Problem description: Without the images, write out all of the following entries exactly.
## BEGIN
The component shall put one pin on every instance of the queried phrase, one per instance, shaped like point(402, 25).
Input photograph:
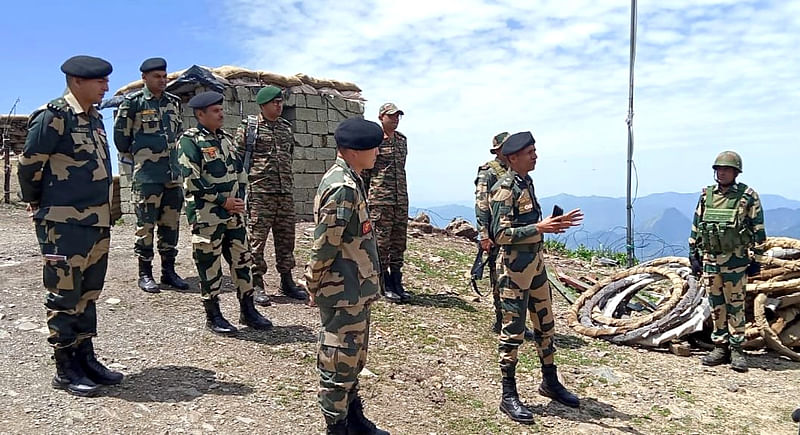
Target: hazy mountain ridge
point(662, 221)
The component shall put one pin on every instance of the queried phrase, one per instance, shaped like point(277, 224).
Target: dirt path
point(432, 364)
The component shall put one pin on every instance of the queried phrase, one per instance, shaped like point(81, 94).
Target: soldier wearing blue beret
point(214, 184)
point(343, 278)
point(65, 177)
point(146, 132)
point(517, 227)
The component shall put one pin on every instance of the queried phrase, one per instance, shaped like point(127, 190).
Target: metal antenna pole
point(629, 120)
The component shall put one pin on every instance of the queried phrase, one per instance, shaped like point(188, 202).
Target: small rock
point(245, 420)
point(27, 326)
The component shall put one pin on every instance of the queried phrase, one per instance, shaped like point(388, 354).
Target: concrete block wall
point(314, 119)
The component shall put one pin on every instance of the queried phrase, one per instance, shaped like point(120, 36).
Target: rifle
point(476, 273)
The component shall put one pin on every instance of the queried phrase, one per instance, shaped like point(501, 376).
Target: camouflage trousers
point(267, 211)
point(524, 287)
point(230, 241)
point(726, 295)
point(74, 270)
point(157, 204)
point(342, 354)
point(391, 224)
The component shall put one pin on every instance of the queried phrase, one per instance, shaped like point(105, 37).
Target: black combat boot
point(289, 288)
point(357, 423)
point(397, 279)
point(94, 370)
point(70, 376)
point(738, 360)
point(249, 316)
point(338, 428)
point(720, 355)
point(169, 277)
point(498, 321)
point(511, 405)
point(214, 320)
point(146, 281)
point(388, 288)
point(551, 387)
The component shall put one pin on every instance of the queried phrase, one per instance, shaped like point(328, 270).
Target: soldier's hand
point(234, 205)
point(31, 209)
point(559, 224)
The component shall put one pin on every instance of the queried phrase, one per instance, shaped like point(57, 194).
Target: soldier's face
point(726, 175)
point(390, 122)
point(273, 109)
point(91, 90)
point(211, 117)
point(524, 161)
point(156, 81)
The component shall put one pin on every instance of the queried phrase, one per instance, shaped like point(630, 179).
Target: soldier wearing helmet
point(727, 234)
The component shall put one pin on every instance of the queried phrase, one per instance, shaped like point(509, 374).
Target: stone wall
point(314, 117)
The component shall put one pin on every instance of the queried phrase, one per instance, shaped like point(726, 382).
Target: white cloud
point(710, 75)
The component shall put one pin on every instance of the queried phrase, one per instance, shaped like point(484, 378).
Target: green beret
point(267, 94)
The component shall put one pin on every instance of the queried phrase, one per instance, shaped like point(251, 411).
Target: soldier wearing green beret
point(727, 232)
point(146, 130)
point(214, 183)
point(343, 276)
point(265, 144)
point(65, 177)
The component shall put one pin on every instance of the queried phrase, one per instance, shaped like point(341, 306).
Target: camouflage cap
point(497, 141)
point(390, 109)
point(267, 94)
point(730, 159)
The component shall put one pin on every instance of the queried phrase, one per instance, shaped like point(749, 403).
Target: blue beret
point(517, 142)
point(153, 64)
point(86, 67)
point(205, 99)
point(358, 134)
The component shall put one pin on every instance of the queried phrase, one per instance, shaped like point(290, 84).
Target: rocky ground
point(432, 364)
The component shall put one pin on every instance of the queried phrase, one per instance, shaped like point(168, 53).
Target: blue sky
point(710, 75)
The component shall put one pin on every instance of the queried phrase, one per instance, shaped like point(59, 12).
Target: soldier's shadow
point(174, 384)
point(279, 334)
point(441, 301)
point(590, 412)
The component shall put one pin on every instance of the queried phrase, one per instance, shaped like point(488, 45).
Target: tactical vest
point(722, 230)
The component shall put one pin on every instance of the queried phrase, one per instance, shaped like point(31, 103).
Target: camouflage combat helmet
point(498, 139)
point(730, 159)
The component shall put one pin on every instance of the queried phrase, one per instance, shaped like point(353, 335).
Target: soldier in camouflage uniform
point(65, 177)
point(727, 230)
point(388, 199)
point(488, 174)
point(146, 131)
point(518, 227)
point(270, 196)
point(342, 277)
point(214, 183)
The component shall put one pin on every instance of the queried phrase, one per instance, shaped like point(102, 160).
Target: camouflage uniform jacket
point(486, 179)
point(211, 174)
point(65, 169)
point(148, 128)
point(749, 212)
point(515, 212)
point(344, 265)
point(386, 181)
point(271, 169)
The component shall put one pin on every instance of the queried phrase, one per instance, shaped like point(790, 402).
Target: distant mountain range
point(662, 221)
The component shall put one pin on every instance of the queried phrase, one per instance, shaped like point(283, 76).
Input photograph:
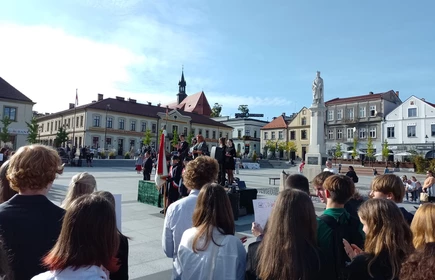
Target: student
point(209, 250)
point(388, 242)
point(336, 223)
point(390, 186)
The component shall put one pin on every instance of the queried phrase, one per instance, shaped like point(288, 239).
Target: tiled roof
point(7, 91)
point(278, 122)
point(194, 103)
point(366, 97)
point(139, 109)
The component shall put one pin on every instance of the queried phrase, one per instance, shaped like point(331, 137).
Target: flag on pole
point(162, 168)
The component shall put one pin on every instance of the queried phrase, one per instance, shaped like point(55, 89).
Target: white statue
point(318, 89)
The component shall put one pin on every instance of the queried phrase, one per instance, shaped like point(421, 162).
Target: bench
point(273, 179)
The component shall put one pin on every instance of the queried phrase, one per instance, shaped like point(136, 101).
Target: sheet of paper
point(262, 210)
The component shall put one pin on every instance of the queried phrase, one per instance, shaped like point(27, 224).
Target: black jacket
point(30, 226)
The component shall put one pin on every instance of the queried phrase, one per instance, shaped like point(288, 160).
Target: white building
point(18, 108)
point(246, 133)
point(411, 126)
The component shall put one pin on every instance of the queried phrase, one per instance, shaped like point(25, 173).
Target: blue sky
point(259, 53)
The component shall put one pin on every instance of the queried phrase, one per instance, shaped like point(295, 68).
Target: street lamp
point(105, 129)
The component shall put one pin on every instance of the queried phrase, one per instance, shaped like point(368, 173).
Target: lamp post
point(105, 129)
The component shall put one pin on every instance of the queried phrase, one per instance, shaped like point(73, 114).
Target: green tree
point(61, 137)
point(33, 127)
point(147, 137)
point(385, 150)
point(216, 110)
point(4, 133)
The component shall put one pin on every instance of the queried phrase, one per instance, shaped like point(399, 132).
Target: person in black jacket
point(30, 223)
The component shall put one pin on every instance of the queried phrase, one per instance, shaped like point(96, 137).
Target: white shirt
point(83, 273)
point(225, 262)
point(178, 219)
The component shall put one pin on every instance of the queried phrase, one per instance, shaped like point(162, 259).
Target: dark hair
point(340, 187)
point(290, 239)
point(88, 237)
point(420, 264)
point(5, 189)
point(213, 210)
point(298, 182)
## END
Result of this task:
The component shall put one pin on every instance of the queried phrase, one per instance, shaped like point(402, 25).
Input photograph:
Target: hazy mountain ridge
point(662, 221)
The component shall put one pin on every instance of the queried phrase, one per instance, shaped like point(277, 224).
Target: dirt path
point(432, 364)
The component shall put one pin on every instance of the queried phrase, one per instance, shaped like point(81, 94).
Target: soldier wearing blue beret
point(214, 184)
point(343, 278)
point(65, 177)
point(146, 132)
point(517, 227)
The component shall put one pin on every instance of the queried phrase, one per instance, shaped like point(127, 190).
Target: metal antenna pole
point(629, 120)
The component shall put one pin on every instance of the queried phrase, one per instance, shaped like point(188, 202).
Target: small rock
point(245, 420)
point(27, 326)
The component shall put one pin on every instance of the queried phrase, one per instance, shaped like point(388, 354).
Target: concrete block wall
point(314, 119)
The component shall put one pin on every instance of the queried phrase, one per instance, shaped like point(120, 36).
Target: rifle
point(476, 273)
The component shall put one pin on every instance of the queried phrase, one per instance, shaped like point(501, 376).
Target: camouflage trousers
point(267, 211)
point(524, 287)
point(230, 241)
point(726, 295)
point(74, 270)
point(157, 204)
point(342, 354)
point(391, 224)
The component shall put one pin on every instance of the queried phrase, one per instance, shaped like point(105, 37).
Target: black combat boot
point(289, 288)
point(357, 423)
point(397, 279)
point(94, 370)
point(70, 376)
point(738, 360)
point(249, 316)
point(338, 428)
point(720, 355)
point(169, 277)
point(498, 321)
point(511, 405)
point(214, 320)
point(146, 281)
point(388, 288)
point(551, 387)
The component shall put one pin on every instance of the queried phrase, one per instance, shaped like point(328, 270).
Target: soldier's hand
point(234, 205)
point(31, 209)
point(559, 224)
The component shall put one pin on every instance of the queried phrase, one per instance, shaped like point(57, 194).
Target: soldier's face
point(726, 175)
point(390, 122)
point(273, 109)
point(91, 90)
point(211, 117)
point(524, 161)
point(156, 81)
The component shall put one pin on every instance of the queried phrase, one per instance, shaped like point(630, 179).
Target: soldier wearing helmet
point(727, 234)
The component shall put one pin on every instance of the queried phrase, one per instance, shaped like point(509, 374).
Target: stone wall
point(314, 117)
The component shall put one pin on every instance of the queried phrase, one per instance, shaped like point(726, 382).
Target: white cloud
point(710, 75)
The component shall put one pin on every instance of the queried phrase, one per instance, shaped like point(484, 378).
Target: green beret
point(267, 94)
The component shall put one pin on every instance of the queried phrase, one per instance, shaped like point(251, 411).
Target: soldier wearing green beret
point(727, 232)
point(146, 130)
point(214, 183)
point(343, 276)
point(265, 144)
point(65, 177)
The component shall put one pin on every instance of the queried phrase, one per instance, shaped like point(341, 306).
Target: camouflage cap
point(497, 141)
point(390, 109)
point(267, 94)
point(730, 159)
The component shall put one pin on every instance of the queried phrase, one per instance, shaped like point(749, 403).
Target: blue beret
point(517, 142)
point(153, 64)
point(86, 67)
point(205, 99)
point(358, 134)
The component shall put one pin on every instance of the queried phrase, one per instance, shaped like point(290, 84).
Target: rocky ground
point(432, 364)
The component shall put one pin on every instance of the queried phrase, one per instance, shaped like point(168, 53).
Target: blue sky
point(710, 75)
The component shall put one pin on every instance of the queried phrase, one per instance, shaped like point(59, 12).
Target: soldier's shadow
point(174, 384)
point(279, 334)
point(441, 301)
point(590, 412)
The component shall put one pin on every instance of the queried phrase, one per instance, shaped like point(488, 45).
Target: tactical vest
point(722, 230)
The component shall put one pin on every instance of the queried phrase, one per instance, shaped like point(31, 103).
Target: camouflage combat helmet
point(498, 139)
point(730, 159)
The component shall put one pin on every instance of the queried phrase, one per instance, shaped like point(353, 335).
Target: soldier in camouflage uniform
point(65, 177)
point(727, 230)
point(388, 199)
point(488, 174)
point(146, 131)
point(518, 227)
point(270, 196)
point(342, 277)
point(214, 183)
The component shall put one pin on every instance of the queried phrase, one per instance, shaped like point(102, 160).
Target: camouflage uniform jacket
point(486, 179)
point(211, 174)
point(65, 169)
point(148, 128)
point(749, 212)
point(515, 212)
point(344, 265)
point(386, 181)
point(271, 169)
The component shall put one pin on every instance of the queried phrase, one per instance, shaped like point(790, 402).
Target: distant mountain range
point(662, 221)
The component shall put one pin on every instance of the queried phrase, one per instance, shaped like point(283, 76).
Input photograph:
Target: student
point(209, 250)
point(388, 242)
point(336, 223)
point(390, 186)
The component shall put one pin on every instance of the queried phrase, one per instance, shaped like point(288, 239).
Target: tiled roof
point(7, 91)
point(278, 122)
point(194, 103)
point(366, 97)
point(139, 109)
The component shall put one pin on every instance of the queried phrase, one per instance, shaped like point(331, 137).
Target: flag on pole
point(162, 168)
The component shall put one pin on every instance of the queried phrase, one per instance, shaped like point(55, 89).
Target: white statue
point(318, 89)
The component shall put one pin on every instance of the queried phrase, one per instance, shaped like point(421, 162).
Target: bench
point(273, 179)
The component shall put one pin on every instance of the queried phrase, one per instance, shaped like point(136, 101).
Target: sheet of paper
point(262, 210)
The component shall put one pin on every instance of the queried phrase, one per instance, shaped like point(27, 224).
Target: black jacket
point(30, 226)
The component shall put one pin on every instance of the queried phrase, one per instance, shaped like point(288, 160).
Target: white building
point(18, 108)
point(246, 133)
point(411, 126)
The component shall put one pin on every instance of the queried phrase, one per instance, shaped like point(25, 173).
Target: blue sky
point(259, 53)
The component shall put one pin on every instance of the queried phrase, one per instance, shaped like point(295, 68).
Target: street lamp
point(105, 129)
The component shall put one pin on every instance of the queried phrase, one per instance, shaped like point(368, 173).
Target: lamp post
point(105, 129)
The component shall put one pin on every instance of the queried phrase, one per instance, shaped like point(73, 114).
Target: green tree
point(61, 137)
point(33, 127)
point(147, 137)
point(385, 150)
point(216, 110)
point(4, 133)
The component shall put one pin on every instance of the queried phrase, one per instance, shaped like point(399, 132).
Target: person in black jacket
point(30, 223)
The component shall put one pin on every instance of the queried phrase, one per instance, shaped like point(96, 137).
Target: white shirt
point(83, 273)
point(225, 262)
point(178, 219)
The component shall put one pin on every instance of the queried phrase, one per instance, shaped like point(162, 259).
Target: dark hair
point(340, 187)
point(290, 239)
point(88, 237)
point(420, 264)
point(5, 189)
point(213, 210)
point(298, 182)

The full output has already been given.